>>>>
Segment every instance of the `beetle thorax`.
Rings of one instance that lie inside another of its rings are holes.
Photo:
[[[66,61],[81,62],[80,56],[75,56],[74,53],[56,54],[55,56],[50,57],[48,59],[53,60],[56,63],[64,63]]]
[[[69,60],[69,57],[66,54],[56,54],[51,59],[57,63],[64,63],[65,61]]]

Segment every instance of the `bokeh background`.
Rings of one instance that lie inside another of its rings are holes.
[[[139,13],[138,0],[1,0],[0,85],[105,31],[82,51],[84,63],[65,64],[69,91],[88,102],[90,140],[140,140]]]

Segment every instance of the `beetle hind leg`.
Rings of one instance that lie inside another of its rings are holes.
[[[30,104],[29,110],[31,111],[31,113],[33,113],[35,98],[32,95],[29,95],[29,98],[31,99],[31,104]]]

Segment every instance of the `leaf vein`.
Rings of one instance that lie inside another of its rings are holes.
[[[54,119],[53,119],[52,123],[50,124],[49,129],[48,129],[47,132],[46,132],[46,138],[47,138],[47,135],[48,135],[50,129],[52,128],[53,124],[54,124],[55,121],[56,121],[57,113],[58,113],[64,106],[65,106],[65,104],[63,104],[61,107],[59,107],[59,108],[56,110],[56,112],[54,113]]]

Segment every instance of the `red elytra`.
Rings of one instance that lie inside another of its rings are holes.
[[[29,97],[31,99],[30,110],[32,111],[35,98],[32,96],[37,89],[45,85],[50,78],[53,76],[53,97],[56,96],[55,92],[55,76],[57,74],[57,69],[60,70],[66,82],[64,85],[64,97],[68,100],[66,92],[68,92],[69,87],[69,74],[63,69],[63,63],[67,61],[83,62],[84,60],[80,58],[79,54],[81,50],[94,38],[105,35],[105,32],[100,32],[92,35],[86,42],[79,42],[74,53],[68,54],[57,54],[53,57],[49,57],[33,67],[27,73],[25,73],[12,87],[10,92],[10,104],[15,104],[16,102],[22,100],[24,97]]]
<<<<
ABOUT THIS EXERCISE: Scan the data above for the string "beetle". Copy every line in which it appears.

PROBLEM SOLUTION:
Segment every instance of the `beetle thorax`.
Segment every instance of the `beetle hind leg`.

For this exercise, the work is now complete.